### Work to do:
Only the lines from the one containing "is: bird's claw" through the final line of the material below should be output, exactly as they stand.

### Supplied entries:
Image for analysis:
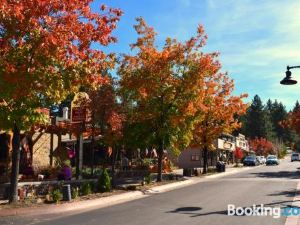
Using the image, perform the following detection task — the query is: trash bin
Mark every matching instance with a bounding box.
[222,162,226,172]
[183,168,193,177]
[216,161,225,173]
[62,184,72,201]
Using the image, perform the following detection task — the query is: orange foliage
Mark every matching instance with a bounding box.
[280,109,300,134]
[249,138,274,156]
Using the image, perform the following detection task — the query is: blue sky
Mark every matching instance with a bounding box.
[93,0,300,109]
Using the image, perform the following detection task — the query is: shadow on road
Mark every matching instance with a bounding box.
[269,189,300,197]
[166,200,299,217]
[251,171,300,179]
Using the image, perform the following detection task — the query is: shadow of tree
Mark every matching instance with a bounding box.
[251,171,300,179]
[166,200,300,217]
[268,189,300,197]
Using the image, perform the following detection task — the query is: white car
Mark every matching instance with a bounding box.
[291,153,300,162]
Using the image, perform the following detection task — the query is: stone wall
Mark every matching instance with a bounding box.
[32,133,58,173]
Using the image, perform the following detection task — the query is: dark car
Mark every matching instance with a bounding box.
[266,155,279,166]
[243,155,259,166]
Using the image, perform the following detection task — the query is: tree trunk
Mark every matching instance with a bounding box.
[76,133,83,180]
[157,143,164,182]
[111,147,116,188]
[91,134,95,176]
[203,146,208,174]
[9,124,20,203]
[49,132,54,167]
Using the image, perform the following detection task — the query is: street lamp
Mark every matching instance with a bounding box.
[280,66,300,85]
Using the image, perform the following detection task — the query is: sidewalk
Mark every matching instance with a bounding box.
[0,167,251,217]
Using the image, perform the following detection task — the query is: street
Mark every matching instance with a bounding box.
[0,158,300,225]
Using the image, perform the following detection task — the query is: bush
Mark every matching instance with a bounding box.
[71,187,79,199]
[126,185,137,191]
[98,169,111,192]
[142,158,153,169]
[144,173,151,184]
[81,182,92,195]
[51,189,63,203]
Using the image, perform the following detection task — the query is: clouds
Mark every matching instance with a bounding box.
[97,0,300,108]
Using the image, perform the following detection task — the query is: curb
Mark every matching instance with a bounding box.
[0,167,257,217]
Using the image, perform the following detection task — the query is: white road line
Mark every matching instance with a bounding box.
[285,182,300,225]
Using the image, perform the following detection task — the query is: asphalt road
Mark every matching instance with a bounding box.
[0,156,300,225]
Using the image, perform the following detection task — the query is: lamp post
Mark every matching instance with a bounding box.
[280,66,300,85]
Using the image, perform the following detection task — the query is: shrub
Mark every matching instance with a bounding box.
[98,169,111,192]
[126,185,137,191]
[144,173,151,184]
[142,158,153,169]
[81,182,92,195]
[51,189,63,203]
[71,187,79,199]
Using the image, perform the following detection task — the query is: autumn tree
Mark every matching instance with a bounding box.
[249,137,274,156]
[233,147,244,165]
[118,18,212,181]
[0,0,121,202]
[192,69,248,173]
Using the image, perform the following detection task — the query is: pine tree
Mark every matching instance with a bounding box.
[242,95,274,140]
[293,100,300,112]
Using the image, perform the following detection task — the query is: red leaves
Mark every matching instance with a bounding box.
[249,138,274,156]
[280,110,300,134]
[0,0,122,101]
[233,148,244,159]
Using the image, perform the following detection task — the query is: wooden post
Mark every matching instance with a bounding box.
[49,132,54,167]
[9,124,20,203]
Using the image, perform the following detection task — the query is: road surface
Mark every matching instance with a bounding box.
[0,156,300,225]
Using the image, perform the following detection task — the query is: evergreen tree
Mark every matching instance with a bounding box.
[270,100,290,142]
[242,95,274,140]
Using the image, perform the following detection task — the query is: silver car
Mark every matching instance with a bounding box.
[257,155,267,164]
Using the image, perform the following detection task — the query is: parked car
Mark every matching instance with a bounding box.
[257,155,266,164]
[291,153,300,162]
[266,155,279,166]
[243,155,259,166]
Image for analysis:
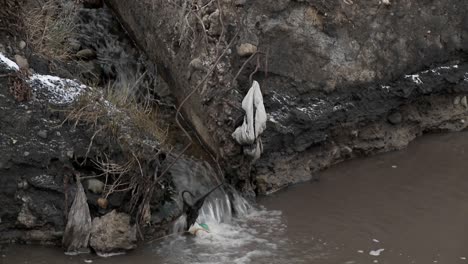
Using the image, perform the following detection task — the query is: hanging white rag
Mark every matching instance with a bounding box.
[232,81,267,159]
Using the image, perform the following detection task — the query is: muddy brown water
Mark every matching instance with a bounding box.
[0,132,468,264]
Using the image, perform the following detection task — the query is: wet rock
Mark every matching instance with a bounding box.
[460,96,468,108]
[17,202,37,228]
[387,112,402,125]
[18,40,26,49]
[15,54,29,69]
[237,43,257,57]
[18,180,29,190]
[37,130,47,139]
[86,179,104,194]
[28,174,63,193]
[68,38,81,52]
[89,210,137,254]
[340,146,353,158]
[62,178,92,253]
[235,0,247,6]
[66,150,75,159]
[76,49,96,60]
[97,197,109,209]
[83,0,104,8]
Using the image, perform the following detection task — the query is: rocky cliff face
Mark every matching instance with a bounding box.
[107,0,468,193]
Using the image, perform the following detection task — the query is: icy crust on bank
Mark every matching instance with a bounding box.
[268,64,462,126]
[0,53,89,105]
[28,74,88,105]
[0,52,19,71]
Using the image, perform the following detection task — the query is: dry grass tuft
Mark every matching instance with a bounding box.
[23,0,77,60]
[64,80,168,223]
[10,69,32,102]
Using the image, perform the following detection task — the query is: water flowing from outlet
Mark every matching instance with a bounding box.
[156,160,285,263]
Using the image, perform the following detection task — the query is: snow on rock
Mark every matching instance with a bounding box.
[369,248,385,256]
[405,74,423,84]
[28,74,88,105]
[0,52,89,105]
[0,52,19,71]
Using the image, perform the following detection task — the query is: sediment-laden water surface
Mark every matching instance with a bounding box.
[1,132,468,264]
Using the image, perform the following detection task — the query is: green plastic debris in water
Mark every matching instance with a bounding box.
[200,223,210,231]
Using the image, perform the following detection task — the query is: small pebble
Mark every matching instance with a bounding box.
[37,130,47,139]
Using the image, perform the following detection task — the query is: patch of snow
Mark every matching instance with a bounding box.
[380,85,391,92]
[28,74,88,105]
[405,74,423,84]
[421,64,458,75]
[0,52,19,71]
[369,248,385,257]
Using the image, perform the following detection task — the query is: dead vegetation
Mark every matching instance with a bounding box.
[22,0,77,60]
[10,69,32,102]
[64,78,168,227]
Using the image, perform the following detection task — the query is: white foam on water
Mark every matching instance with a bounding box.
[405,74,423,84]
[156,193,285,264]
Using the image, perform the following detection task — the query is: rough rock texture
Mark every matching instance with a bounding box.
[0,62,89,243]
[89,210,137,254]
[107,0,468,193]
[62,179,92,253]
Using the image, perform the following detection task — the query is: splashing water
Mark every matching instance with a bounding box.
[155,160,285,263]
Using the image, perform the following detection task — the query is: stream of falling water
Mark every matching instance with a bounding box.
[0,132,468,264]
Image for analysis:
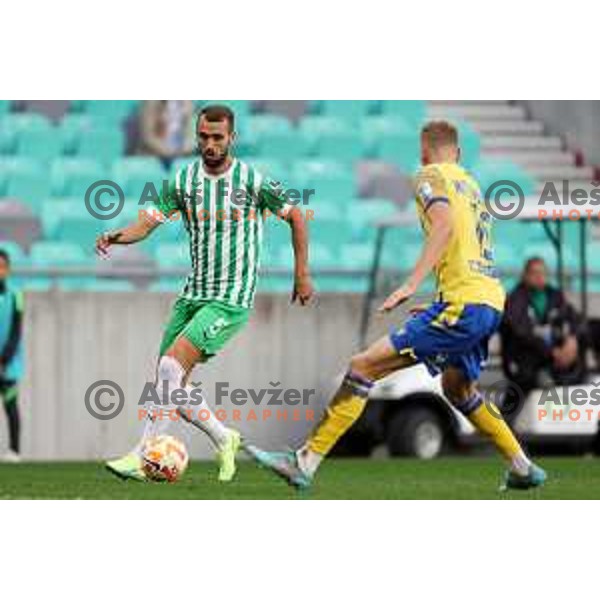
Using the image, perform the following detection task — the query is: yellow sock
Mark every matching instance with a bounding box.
[457,392,523,462]
[304,373,373,456]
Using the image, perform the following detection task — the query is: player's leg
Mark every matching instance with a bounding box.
[0,381,21,462]
[154,302,249,481]
[442,368,546,488]
[246,336,415,488]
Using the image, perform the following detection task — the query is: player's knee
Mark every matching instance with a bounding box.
[350,352,374,379]
[156,356,185,391]
[442,372,469,404]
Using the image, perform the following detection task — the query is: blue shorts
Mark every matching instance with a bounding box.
[390,302,502,381]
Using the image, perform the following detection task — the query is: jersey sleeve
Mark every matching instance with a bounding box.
[415,169,449,213]
[155,170,183,221]
[258,177,292,216]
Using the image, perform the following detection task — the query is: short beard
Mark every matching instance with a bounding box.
[202,148,229,169]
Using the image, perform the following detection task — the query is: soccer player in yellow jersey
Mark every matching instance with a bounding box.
[248,121,546,489]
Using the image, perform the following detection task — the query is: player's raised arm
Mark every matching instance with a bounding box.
[285,207,314,306]
[96,166,182,257]
[96,211,161,257]
[380,172,453,312]
[260,177,314,306]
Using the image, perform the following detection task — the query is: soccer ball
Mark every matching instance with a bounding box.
[142,435,189,483]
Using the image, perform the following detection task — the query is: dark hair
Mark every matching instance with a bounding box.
[523,256,546,273]
[198,104,235,131]
[421,121,458,148]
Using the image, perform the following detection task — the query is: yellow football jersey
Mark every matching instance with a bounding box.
[415,163,505,311]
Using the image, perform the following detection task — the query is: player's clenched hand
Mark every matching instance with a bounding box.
[379,284,416,312]
[96,231,121,258]
[292,275,315,306]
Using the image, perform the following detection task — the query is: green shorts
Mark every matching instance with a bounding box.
[160,298,250,359]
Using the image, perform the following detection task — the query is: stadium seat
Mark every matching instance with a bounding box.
[374,129,421,174]
[1,157,51,206]
[15,125,63,161]
[75,126,125,164]
[310,100,379,122]
[0,113,52,154]
[291,159,356,202]
[51,158,111,201]
[196,100,252,120]
[299,116,367,161]
[0,240,28,265]
[248,155,294,182]
[112,156,167,198]
[153,242,190,268]
[80,100,140,124]
[472,159,536,196]
[148,277,184,294]
[31,242,93,266]
[52,211,109,254]
[381,100,427,129]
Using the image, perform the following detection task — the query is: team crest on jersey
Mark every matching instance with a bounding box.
[417,181,433,202]
[454,181,467,194]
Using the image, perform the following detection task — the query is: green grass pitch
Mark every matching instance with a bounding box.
[0,457,600,500]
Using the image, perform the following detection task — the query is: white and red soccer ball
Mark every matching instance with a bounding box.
[142,435,189,483]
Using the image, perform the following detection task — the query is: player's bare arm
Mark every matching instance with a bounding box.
[285,208,314,306]
[379,202,452,312]
[96,214,160,257]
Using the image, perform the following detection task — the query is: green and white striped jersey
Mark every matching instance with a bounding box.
[158,159,290,308]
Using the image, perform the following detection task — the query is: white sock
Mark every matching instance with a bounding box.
[182,386,229,449]
[133,356,229,455]
[510,450,531,477]
[296,447,325,477]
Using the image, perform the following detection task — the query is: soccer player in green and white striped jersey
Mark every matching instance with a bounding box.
[96,105,313,481]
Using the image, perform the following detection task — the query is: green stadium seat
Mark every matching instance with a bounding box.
[52,211,108,254]
[154,243,190,268]
[196,100,252,120]
[375,129,421,173]
[291,159,356,202]
[2,157,51,206]
[15,126,63,161]
[381,100,427,129]
[81,100,140,123]
[310,100,379,122]
[58,114,113,154]
[112,156,167,198]
[245,115,292,137]
[299,116,367,161]
[457,122,481,169]
[0,240,27,265]
[248,155,293,186]
[148,277,184,294]
[0,113,52,154]
[13,275,52,292]
[169,156,199,178]
[51,157,106,201]
[472,160,536,196]
[31,242,89,266]
[75,126,125,164]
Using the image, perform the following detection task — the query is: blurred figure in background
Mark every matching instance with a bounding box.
[0,249,23,462]
[500,257,584,419]
[138,100,195,169]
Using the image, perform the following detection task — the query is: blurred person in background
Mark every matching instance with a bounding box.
[0,249,23,462]
[500,257,584,419]
[138,100,195,169]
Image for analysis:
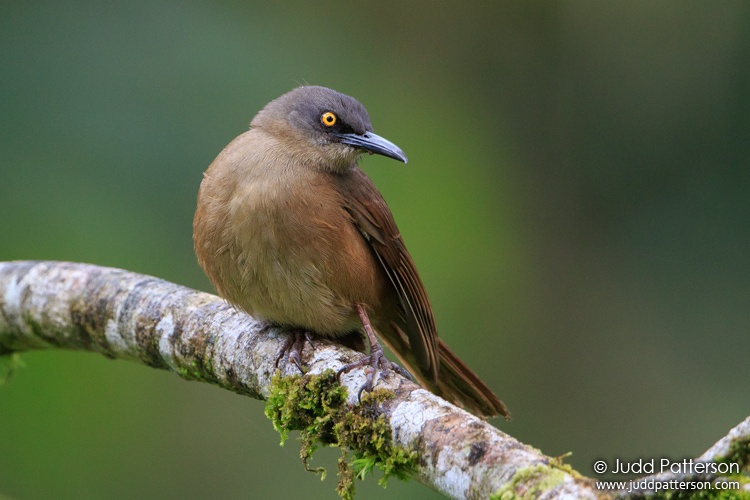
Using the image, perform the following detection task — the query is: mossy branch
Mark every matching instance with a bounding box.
[0,261,750,498]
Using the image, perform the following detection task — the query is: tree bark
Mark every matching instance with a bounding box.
[0,261,750,498]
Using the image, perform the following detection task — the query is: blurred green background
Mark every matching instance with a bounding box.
[0,0,750,499]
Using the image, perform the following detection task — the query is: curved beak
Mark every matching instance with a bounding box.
[334,132,409,163]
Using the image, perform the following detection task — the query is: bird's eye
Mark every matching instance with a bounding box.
[320,111,336,127]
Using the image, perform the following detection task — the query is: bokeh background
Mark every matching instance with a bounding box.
[0,0,750,499]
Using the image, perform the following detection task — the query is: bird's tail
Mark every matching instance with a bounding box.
[380,323,510,420]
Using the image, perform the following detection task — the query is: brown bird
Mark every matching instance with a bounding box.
[193,86,509,418]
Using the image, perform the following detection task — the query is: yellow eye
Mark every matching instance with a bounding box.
[320,111,336,127]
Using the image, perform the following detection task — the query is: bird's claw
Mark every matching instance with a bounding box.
[336,346,411,401]
[276,330,315,375]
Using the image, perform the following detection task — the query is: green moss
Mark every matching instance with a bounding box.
[265,370,417,498]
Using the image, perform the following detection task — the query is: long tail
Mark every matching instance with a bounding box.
[379,323,510,420]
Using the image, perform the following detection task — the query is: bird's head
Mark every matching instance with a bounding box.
[250,86,407,171]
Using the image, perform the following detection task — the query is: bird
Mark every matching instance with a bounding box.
[193,85,510,418]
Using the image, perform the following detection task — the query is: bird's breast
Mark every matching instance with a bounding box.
[196,145,386,335]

### The output:
Using the image, perform the following detection task — the query is: bird's claw
Mark every matching instance with a bounding box.
[336,346,411,401]
[276,330,315,375]
Using the image, perform the following detection task — the query is: green moss
Mark every matching instance with a bounding box.
[265,370,417,498]
Using the image, perform the following detection task — the query is: long tail
Mark every matching instance with a bounding box.
[379,323,510,420]
Using the image, perform the following detection task — the query is: bird's head
Mark every matching instance with a bounding box.
[250,86,407,171]
Using the image, perform the following detection task — the query is: bird
Mark every matching instance with a bounding box.
[193,85,510,418]
Using the image, perform the following detection task — the query is: bird's breast
Mark every matching instance with a bounding box.
[196,145,386,335]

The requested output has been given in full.